_INFORMATION SHOWN_.

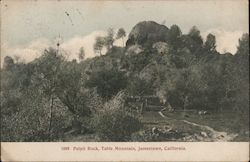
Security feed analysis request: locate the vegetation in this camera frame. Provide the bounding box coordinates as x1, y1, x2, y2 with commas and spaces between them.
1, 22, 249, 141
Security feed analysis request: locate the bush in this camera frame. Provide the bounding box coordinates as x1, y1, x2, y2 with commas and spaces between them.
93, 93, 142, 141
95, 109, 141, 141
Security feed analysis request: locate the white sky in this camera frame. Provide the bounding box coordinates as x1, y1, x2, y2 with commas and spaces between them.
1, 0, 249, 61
---
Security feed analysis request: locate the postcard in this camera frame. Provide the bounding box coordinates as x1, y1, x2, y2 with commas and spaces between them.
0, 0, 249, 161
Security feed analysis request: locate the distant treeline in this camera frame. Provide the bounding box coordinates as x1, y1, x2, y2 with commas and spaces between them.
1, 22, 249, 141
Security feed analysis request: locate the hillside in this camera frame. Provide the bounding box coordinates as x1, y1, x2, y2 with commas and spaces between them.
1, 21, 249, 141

_TASK BRIEF_. Swap "hillside" for "slope" in the data, covering everything from the line containing "Security feed analysis request: locate the hillside" down to the line containing "1, 21, 249, 141", and return only those lines with nothing else changed.

_REPLY TO THE EXERCISE_.
Security feed analysis request: locate the slope in this camera frame. Provide the bounding box coordinates as x1, y1, x2, y2 with commas and spaces between them.
1, 21, 249, 141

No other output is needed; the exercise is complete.